## Data supplied:
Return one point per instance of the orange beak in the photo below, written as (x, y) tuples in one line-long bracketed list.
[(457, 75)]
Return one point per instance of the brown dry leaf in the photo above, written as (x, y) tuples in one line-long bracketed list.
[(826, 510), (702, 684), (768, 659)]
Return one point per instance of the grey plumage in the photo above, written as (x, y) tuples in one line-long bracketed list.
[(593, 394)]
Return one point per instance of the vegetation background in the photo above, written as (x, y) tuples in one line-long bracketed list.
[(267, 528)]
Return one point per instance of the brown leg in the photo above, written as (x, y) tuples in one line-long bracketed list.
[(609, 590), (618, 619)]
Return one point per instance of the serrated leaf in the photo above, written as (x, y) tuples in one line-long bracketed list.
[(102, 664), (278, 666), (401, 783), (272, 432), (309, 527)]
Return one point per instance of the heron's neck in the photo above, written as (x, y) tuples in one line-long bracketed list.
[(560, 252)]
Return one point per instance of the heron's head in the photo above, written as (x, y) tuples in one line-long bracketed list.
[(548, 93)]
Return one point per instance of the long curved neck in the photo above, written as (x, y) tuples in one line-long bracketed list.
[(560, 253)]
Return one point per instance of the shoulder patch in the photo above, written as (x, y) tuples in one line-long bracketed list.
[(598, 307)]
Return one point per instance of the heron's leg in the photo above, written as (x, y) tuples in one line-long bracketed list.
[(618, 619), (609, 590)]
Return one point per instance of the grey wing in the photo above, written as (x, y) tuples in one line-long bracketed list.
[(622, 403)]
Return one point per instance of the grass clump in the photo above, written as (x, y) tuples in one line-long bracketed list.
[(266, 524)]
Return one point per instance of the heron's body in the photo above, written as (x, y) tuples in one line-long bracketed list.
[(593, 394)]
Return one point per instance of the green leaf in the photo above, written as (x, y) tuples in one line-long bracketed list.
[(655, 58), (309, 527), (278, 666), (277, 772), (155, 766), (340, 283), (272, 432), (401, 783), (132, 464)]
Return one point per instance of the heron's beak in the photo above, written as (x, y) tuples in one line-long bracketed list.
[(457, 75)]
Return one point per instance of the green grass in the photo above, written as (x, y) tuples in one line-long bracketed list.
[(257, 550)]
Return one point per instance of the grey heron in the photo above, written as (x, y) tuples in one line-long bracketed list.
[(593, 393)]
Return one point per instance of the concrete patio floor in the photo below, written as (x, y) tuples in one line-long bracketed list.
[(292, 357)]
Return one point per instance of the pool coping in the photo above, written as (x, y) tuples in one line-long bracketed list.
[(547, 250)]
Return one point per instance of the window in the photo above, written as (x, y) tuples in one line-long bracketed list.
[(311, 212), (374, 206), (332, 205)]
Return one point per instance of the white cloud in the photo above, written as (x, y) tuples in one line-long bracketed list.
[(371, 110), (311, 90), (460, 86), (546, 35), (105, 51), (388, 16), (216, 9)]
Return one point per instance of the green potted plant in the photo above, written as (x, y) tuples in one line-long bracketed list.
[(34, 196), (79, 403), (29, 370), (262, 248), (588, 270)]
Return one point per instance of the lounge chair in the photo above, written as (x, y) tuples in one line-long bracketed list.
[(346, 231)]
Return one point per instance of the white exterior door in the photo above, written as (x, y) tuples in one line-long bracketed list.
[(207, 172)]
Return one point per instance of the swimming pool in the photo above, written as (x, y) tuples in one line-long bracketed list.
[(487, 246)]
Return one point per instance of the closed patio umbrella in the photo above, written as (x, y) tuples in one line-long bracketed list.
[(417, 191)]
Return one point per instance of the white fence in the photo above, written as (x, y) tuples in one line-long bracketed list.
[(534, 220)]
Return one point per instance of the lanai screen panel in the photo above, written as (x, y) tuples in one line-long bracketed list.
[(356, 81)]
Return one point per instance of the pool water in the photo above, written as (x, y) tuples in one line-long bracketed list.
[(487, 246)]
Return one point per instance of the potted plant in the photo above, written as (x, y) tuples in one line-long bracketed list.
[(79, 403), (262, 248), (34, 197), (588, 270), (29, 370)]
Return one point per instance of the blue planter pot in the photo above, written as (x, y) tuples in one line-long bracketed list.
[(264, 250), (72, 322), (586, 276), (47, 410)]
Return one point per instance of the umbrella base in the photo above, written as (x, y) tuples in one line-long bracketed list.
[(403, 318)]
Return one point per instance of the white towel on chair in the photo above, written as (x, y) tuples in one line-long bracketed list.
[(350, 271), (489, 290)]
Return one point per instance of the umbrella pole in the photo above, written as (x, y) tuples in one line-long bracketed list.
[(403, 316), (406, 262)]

## Instructions to follow:
Extract every line of the records above and reproduce each one word for word, in its original order.

## Task answer:
Return one point per instance of the orange beak in the photo below, written as (x, y) tuples in one line-long bracketed list.
[(457, 75)]
Return one point per instance of the brown dry leaf in the photo above, written as (x, y) tuples in one line-long bracketed list.
[(826, 510), (702, 684), (768, 659)]
Return one point per instance of the grey plumage in the photo above, written as (x, y) tuples in one line-long bracketed list.
[(593, 394)]
Return one point per instance of the vegetation background in the photo above, written as (x, y) tuples in one line-long bracketed list.
[(267, 528)]
Return one point per instance of the brown leg in the photo above, written as (x, y) tuples in one line-long bracketed list.
[(609, 590), (618, 619)]
Return one point per instance of the serrated leaf in the photo above, written as (x, y) tuples in one line-long bracketed list.
[(102, 664), (278, 666), (401, 783), (272, 432), (309, 527)]
Return one point per instance of the heron's neck in the photo above, written as (x, y) tuples in one line-long bracketed list.
[(560, 252)]
Return one point per instance of the heron's head in the photo above, written as (x, y) tuples in one line-long bracketed list.
[(548, 93)]
Return one point per instance of the long curved neck in the photo above, written as (x, y) tuples in one line-long bracketed list.
[(560, 253)]
Return one point per instance of the shoulder patch in the photo above, written as (x, y) tuples in one line-long bracketed list.
[(598, 307)]
Return one point per instance of the heron's leg in the photo above, written as (x, y) tuples in one line-long bracketed list.
[(618, 619), (609, 590)]
Return one point per instance of the grey wing in the photo above, written as (x, y) tuples in one line-long bracketed list.
[(622, 403)]
Return one point per instance of the grass clump in the photo above, written as (x, y) tuples in one line-long bracketed list.
[(266, 524)]
Return one point per instance of the heron's body in the photo above, written as (x, y) tuples in one line-long bracketed list.
[(593, 394)]
Return one point per instance of the green leaf in the photo above, written as (x, y) tuples in one line-long bracketed list.
[(655, 58), (309, 527), (278, 666), (277, 772), (155, 766), (340, 283), (272, 432), (401, 783), (132, 464)]
Return one point per instance of the heron's beak in the photo above, written as (x, y) tuples in one line-long bracketed list.
[(457, 75)]
Return one point per instance of the green grass in the photo above, written as (x, y) tuples in one line-long bracketed list.
[(257, 550)]
Return one point per instance of the grey heron in the photo above, written as (x, y) tuples in one line-long bracketed list.
[(593, 393)]
Return one point per instance of the concrete patio floor in the photo below, written as (x, y) tuples in one line-long bracketed list.
[(292, 357)]
Return one point per instance of the pool coping in the photo above, written as (x, y) tuples in one line-long bracketed list.
[(547, 250)]
Return one point per instance of the window in the photo above, written as (x, y) tuples in one line-long bracketed list.
[(311, 212), (374, 206), (332, 205)]
Return one point per instance of the white cloud in the photo above, written as (x, y) tuples in one line-long bracketed list.
[(371, 110), (311, 90), (460, 86), (546, 35), (105, 51), (388, 16), (216, 9)]
Return one point per instance of the green potted plant in the photo above, written as (x, y) tuples in one line-long bracketed list.
[(34, 196), (79, 403), (29, 370), (262, 248), (588, 270)]
Return one point per instance of the lounge chair in the photo above, written as (x, y) tuples in one line-long bracketed list.
[(346, 231)]
Return one point per instance of the white exterior door in the photo above, written as (x, y) tuples in one line-long bracketed list.
[(207, 172)]
Return one point per instance of the swimming pool in the photo above, written as (x, y) tuples in one line-long bracketed list.
[(487, 246)]
Return one point per instance of the closed patio umbrella in the photo above, written as (x, y) tuples in one line-long bracketed list.
[(417, 191)]
Return one point per instance of the white fence in the photo above, written as (x, y) tuples in one line-long bracketed list.
[(534, 220)]
Return one point per instance of the lanai screen panel in the photo above, written as (x, y) tuples in one line-long bracketed list.
[(356, 81)]
Return one point per instance of the pool water in the photo above, written as (x, y) tuples in one line-long bracketed list.
[(487, 246)]
Return one point per instance of the potted plant in the photo above, written as (x, y) tuples in one line-long bracketed list.
[(79, 403), (262, 248), (34, 197), (588, 270), (29, 370)]
Return one point per instance of the blue planter pot in the photo above, written as (x, y) tuples in one line-long bracketed list.
[(264, 250), (72, 322), (586, 276), (47, 410)]
Return one point per instance of the umbrella base in the photo above, written as (x, y) tuples in one line-long bracketed list.
[(403, 318)]
Return one point per instance of the white towel on chair in the photo above, written as (x, y) tuples in one line-long bracketed list.
[(350, 271), (489, 290)]
Return one point per instance of the umbrella pole in the photo above, written as (x, y) tuples in one line-long bracketed list.
[(403, 316), (406, 262)]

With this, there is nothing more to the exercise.